*Records for this exercise*:
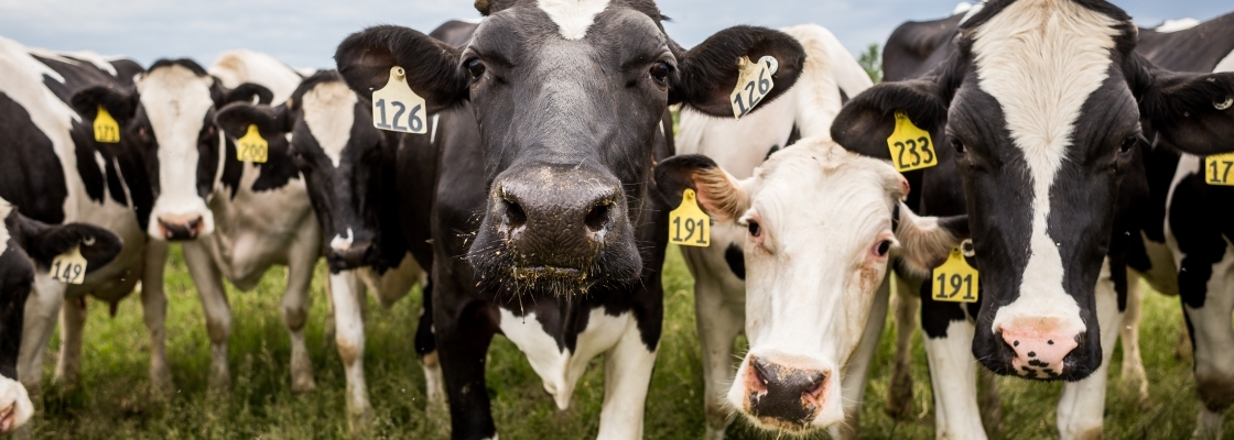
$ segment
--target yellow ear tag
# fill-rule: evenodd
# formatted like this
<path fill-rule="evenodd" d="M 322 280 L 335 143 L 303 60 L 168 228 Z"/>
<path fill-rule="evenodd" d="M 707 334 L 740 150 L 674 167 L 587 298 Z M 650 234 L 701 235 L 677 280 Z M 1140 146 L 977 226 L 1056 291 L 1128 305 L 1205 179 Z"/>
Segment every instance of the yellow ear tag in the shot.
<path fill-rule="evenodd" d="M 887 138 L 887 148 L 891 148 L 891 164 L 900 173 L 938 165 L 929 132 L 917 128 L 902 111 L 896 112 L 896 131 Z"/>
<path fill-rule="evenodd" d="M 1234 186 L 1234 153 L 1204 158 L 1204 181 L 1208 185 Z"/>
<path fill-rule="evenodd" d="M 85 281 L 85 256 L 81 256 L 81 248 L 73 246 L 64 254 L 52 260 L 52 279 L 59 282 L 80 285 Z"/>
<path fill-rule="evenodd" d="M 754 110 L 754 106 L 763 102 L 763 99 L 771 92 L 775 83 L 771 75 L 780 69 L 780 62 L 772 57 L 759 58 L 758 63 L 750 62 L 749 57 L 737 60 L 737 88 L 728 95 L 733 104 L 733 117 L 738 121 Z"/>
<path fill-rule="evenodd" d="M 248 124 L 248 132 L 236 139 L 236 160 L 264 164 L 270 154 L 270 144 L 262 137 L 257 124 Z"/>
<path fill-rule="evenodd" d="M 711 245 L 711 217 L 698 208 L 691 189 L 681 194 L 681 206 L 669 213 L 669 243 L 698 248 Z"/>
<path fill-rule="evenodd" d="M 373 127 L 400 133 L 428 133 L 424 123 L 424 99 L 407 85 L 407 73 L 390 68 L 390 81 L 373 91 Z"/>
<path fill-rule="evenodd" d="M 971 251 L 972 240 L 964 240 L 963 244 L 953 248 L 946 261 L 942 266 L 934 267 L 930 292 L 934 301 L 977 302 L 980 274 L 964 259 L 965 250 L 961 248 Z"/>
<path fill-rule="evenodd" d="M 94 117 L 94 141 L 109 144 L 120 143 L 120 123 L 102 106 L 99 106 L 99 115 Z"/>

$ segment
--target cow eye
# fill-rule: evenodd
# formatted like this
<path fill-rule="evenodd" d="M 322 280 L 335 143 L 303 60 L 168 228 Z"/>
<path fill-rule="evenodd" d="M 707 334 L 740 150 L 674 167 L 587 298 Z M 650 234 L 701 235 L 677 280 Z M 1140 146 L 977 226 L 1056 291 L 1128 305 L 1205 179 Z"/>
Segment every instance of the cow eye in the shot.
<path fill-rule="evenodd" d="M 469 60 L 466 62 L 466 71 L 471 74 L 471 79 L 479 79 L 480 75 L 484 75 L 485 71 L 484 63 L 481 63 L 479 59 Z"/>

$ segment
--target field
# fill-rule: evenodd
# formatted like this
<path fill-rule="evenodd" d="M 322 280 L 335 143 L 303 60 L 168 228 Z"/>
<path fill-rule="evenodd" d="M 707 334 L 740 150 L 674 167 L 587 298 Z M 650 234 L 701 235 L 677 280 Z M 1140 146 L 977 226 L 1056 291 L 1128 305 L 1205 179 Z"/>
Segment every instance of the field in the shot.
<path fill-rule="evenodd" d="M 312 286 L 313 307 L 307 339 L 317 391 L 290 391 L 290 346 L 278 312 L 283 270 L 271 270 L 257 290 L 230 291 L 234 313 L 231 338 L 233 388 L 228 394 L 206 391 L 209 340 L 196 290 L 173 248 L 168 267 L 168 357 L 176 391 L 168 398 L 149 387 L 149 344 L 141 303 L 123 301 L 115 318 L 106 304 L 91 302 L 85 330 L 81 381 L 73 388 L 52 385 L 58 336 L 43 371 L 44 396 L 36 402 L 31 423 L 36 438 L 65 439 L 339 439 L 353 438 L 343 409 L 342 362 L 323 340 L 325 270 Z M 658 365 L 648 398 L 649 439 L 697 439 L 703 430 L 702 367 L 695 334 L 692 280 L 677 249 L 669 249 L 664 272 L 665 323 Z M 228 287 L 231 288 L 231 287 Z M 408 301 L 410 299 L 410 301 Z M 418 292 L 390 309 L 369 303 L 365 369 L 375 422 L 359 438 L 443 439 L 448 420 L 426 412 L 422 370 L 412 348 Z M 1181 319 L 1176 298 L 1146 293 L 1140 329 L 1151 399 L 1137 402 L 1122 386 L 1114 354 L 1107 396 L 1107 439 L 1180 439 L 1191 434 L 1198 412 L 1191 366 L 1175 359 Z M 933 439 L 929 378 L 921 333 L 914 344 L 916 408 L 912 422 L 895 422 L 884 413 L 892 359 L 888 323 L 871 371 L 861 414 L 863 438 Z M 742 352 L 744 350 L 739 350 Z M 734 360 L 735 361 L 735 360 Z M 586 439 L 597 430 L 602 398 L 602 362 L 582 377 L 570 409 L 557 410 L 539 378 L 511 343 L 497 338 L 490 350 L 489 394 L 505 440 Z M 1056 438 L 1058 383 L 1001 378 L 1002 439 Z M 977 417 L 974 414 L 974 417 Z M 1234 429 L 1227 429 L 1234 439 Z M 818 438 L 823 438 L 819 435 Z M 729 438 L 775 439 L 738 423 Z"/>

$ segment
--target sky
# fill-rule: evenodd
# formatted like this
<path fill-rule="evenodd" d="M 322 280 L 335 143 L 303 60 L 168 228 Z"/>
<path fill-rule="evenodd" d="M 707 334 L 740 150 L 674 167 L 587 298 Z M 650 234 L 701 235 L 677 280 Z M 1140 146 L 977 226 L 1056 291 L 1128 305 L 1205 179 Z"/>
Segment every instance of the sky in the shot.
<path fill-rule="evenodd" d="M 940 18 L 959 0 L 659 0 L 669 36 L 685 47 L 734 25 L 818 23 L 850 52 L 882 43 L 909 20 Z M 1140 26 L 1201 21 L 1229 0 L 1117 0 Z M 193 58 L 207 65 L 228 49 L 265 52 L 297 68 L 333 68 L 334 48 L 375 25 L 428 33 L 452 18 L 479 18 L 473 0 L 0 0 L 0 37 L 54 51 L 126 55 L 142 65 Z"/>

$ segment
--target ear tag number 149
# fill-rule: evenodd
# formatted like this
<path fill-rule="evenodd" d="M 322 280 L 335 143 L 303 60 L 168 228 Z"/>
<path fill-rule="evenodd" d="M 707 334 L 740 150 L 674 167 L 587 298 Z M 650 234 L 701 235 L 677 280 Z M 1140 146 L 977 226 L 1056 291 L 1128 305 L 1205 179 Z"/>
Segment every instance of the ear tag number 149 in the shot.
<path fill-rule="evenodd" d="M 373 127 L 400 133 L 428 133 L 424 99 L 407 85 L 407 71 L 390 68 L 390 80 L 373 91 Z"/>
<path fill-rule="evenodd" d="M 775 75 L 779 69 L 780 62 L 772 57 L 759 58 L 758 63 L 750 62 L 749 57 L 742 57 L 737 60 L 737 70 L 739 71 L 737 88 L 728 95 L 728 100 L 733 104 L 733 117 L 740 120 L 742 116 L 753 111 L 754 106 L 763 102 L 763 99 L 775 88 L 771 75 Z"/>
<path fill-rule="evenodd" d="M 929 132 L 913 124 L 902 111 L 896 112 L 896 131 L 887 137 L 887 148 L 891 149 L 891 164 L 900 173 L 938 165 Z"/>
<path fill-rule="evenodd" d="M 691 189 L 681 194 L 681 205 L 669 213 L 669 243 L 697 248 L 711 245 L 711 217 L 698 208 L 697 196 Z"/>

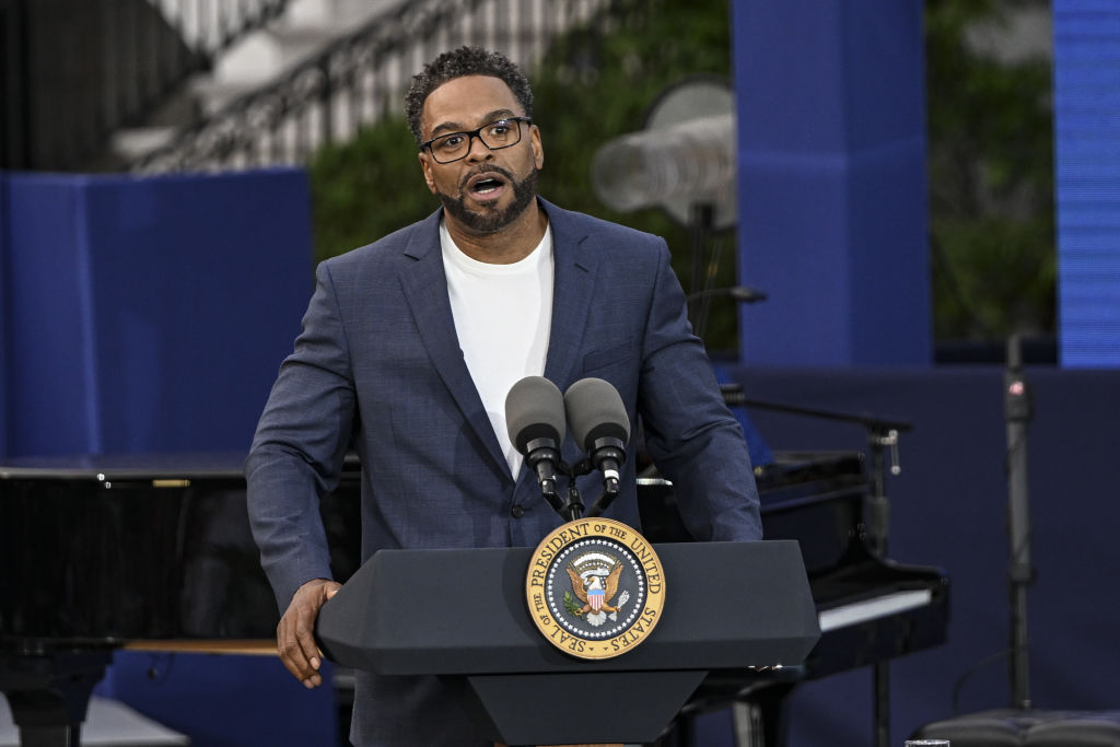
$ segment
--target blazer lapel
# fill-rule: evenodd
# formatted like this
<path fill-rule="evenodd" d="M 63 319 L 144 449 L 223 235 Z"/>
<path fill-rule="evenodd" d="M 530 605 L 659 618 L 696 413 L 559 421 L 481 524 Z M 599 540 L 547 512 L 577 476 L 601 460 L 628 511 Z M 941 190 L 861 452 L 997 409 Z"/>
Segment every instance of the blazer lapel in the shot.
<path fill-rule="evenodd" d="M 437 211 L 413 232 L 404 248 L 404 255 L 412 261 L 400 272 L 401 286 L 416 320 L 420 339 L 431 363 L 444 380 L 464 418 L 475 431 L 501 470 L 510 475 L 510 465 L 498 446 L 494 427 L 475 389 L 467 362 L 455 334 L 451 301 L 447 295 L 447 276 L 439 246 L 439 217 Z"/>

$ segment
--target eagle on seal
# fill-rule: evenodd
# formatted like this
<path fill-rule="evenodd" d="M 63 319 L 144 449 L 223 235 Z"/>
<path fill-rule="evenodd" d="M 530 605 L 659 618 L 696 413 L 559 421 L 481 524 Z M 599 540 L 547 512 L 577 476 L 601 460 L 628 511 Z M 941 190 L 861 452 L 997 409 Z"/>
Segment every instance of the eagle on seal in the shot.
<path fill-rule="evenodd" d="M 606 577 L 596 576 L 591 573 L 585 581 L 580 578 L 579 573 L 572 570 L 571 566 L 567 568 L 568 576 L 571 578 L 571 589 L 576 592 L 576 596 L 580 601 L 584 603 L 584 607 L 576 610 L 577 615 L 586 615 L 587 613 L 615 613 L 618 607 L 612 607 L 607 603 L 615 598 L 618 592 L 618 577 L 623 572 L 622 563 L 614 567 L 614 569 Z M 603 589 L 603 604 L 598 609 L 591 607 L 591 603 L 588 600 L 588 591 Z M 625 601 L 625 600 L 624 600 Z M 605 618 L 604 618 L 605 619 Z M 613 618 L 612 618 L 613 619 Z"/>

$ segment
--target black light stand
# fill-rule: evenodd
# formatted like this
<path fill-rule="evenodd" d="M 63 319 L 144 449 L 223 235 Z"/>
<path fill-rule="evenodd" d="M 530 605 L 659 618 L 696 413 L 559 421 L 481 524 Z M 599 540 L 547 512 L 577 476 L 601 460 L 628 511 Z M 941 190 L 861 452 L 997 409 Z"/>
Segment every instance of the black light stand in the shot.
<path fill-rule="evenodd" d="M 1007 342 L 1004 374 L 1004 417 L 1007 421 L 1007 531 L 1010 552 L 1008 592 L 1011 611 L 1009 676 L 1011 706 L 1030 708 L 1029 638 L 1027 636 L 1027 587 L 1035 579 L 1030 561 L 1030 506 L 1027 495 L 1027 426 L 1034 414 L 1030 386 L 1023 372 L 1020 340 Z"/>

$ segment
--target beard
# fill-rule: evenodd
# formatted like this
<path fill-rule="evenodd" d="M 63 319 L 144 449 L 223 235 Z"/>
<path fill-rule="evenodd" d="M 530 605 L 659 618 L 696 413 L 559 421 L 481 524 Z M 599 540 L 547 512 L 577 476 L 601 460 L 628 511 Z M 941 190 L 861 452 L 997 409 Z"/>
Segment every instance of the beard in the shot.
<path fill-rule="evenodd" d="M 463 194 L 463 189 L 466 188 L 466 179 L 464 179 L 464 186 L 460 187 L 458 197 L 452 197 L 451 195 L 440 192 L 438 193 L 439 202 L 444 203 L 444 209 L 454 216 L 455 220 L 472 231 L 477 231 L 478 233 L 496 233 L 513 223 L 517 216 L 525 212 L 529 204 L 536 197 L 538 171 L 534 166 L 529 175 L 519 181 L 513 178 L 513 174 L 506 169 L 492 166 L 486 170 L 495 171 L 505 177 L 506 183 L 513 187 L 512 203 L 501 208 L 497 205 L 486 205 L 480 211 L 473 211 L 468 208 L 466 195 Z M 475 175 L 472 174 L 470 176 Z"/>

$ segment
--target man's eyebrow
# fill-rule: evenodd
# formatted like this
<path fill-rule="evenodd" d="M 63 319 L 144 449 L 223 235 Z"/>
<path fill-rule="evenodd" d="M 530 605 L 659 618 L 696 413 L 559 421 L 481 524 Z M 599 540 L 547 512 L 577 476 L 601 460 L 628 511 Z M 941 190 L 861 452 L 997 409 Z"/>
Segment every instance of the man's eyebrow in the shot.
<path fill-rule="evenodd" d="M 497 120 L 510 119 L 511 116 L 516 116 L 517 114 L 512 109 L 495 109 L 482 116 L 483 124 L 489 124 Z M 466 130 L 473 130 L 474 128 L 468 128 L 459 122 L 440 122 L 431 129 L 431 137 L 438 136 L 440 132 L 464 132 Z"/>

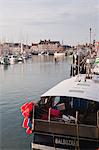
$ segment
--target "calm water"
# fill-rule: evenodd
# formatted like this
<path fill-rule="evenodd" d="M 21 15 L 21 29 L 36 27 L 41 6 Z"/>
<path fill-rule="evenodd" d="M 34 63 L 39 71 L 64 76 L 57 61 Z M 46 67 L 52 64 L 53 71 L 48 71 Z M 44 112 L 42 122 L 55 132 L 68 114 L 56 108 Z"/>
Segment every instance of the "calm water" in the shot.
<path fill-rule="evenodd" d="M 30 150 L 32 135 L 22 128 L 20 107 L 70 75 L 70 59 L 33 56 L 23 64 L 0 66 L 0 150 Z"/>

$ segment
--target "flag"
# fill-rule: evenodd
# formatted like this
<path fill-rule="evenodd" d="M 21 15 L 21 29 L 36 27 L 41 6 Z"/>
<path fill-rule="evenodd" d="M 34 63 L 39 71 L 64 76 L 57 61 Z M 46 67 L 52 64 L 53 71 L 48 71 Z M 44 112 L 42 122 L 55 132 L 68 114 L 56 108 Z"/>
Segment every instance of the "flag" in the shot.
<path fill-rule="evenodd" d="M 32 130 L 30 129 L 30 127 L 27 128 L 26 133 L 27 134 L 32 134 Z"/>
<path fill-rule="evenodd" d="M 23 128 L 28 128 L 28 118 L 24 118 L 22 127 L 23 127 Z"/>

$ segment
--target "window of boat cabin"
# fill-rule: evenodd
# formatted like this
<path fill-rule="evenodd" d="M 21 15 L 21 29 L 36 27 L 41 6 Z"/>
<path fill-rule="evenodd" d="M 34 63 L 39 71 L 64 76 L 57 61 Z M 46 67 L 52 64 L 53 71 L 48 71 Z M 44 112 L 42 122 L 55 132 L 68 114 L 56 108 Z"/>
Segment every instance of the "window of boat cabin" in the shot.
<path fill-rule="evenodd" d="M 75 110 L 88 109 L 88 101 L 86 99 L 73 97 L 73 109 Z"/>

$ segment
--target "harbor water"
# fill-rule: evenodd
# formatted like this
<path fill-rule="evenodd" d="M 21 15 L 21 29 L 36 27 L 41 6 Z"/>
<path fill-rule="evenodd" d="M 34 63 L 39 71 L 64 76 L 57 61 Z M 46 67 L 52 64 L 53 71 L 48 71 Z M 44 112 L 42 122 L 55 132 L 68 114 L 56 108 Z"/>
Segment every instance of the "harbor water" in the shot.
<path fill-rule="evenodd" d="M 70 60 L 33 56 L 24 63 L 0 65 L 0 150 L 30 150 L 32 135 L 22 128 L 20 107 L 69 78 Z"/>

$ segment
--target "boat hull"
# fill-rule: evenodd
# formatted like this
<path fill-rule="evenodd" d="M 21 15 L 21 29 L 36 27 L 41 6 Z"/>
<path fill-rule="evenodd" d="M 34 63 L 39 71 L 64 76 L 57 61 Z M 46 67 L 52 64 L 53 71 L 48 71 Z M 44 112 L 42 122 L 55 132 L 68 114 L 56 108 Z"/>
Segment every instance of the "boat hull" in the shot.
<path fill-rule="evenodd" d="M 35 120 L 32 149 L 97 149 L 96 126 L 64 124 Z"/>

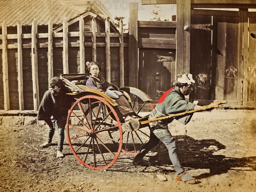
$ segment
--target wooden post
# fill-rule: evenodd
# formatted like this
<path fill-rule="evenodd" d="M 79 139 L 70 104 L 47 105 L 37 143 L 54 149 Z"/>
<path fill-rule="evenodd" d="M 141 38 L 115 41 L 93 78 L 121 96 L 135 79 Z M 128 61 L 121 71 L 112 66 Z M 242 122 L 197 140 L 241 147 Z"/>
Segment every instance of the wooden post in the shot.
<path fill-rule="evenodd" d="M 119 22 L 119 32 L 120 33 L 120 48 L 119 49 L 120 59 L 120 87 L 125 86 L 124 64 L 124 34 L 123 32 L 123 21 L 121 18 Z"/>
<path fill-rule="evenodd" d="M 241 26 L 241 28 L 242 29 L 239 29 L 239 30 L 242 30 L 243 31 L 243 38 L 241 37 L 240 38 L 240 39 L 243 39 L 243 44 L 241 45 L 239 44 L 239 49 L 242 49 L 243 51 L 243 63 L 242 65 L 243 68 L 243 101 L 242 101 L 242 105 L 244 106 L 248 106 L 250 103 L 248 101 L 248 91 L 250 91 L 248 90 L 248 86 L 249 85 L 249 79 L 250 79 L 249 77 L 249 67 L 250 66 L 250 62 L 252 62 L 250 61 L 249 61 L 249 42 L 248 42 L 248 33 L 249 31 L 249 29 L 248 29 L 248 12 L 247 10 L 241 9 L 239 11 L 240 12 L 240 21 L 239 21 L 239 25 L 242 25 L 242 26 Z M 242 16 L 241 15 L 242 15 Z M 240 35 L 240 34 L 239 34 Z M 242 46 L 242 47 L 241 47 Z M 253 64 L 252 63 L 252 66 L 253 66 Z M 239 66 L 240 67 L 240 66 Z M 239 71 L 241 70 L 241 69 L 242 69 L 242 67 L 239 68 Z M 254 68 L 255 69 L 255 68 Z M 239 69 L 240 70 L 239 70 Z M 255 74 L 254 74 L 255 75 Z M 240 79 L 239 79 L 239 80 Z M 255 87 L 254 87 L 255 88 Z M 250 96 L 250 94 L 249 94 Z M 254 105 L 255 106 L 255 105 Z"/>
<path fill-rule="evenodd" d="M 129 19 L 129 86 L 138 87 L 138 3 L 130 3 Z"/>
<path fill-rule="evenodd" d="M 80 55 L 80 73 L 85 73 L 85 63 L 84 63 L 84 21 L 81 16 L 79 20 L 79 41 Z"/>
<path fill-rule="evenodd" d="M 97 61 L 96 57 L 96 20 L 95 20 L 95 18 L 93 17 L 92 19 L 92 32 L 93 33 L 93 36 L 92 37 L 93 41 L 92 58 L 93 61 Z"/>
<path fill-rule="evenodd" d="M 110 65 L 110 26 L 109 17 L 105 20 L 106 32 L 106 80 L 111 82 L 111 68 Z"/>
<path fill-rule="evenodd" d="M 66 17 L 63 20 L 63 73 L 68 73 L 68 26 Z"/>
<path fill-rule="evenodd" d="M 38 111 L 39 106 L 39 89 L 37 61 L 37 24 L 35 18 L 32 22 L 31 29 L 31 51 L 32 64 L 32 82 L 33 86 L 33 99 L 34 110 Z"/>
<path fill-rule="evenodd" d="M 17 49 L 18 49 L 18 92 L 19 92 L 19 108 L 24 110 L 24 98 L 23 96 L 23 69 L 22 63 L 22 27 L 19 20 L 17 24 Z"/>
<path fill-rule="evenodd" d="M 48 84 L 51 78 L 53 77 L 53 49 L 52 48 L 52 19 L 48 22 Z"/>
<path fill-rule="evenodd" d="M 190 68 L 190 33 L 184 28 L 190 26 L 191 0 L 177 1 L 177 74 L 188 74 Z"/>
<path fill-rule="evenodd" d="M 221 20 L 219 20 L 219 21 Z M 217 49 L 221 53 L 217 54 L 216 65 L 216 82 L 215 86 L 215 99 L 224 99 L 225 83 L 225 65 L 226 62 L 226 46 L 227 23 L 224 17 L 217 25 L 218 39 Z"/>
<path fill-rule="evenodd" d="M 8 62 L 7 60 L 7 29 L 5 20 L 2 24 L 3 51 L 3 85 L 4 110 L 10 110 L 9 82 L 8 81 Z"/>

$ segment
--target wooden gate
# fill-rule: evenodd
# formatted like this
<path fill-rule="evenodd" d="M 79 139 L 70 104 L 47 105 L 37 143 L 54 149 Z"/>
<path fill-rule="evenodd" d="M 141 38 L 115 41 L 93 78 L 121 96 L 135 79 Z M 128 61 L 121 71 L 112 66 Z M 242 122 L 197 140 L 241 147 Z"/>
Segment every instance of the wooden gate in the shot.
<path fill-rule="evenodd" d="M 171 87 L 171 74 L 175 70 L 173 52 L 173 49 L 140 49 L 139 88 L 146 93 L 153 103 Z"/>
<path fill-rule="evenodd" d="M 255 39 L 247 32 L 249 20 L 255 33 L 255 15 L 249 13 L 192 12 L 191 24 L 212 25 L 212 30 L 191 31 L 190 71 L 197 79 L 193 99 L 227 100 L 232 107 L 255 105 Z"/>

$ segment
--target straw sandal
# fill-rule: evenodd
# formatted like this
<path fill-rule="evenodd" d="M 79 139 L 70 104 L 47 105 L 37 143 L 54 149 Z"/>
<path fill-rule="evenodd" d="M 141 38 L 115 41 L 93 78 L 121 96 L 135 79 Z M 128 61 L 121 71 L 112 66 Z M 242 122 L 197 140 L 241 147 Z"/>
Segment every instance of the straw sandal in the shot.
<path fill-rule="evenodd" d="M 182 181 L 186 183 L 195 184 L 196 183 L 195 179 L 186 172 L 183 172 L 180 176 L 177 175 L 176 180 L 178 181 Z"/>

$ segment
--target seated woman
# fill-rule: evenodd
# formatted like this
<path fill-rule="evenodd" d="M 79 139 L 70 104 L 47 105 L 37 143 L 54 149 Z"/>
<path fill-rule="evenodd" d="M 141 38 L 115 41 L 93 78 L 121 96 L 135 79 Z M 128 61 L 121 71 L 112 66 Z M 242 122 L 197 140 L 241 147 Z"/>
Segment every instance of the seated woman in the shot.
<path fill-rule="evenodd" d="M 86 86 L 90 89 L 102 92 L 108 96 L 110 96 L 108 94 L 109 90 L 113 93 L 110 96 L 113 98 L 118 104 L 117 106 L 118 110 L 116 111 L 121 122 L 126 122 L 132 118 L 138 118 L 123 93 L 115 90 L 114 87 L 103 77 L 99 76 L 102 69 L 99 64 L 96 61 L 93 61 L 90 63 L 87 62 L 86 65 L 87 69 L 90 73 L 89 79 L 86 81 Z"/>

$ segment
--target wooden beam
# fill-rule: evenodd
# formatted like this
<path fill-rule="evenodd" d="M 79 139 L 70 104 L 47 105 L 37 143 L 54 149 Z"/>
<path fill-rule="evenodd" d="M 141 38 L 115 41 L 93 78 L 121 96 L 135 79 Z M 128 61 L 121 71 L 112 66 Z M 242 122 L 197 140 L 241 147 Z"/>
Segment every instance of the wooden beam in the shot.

*Directive*: Which lines in the entries above contain the word "cabin"? Pull out each of those lines in full.

*Task output*:
--target "window of boat cabin"
Segment every instance of the "window of boat cabin" in the shot.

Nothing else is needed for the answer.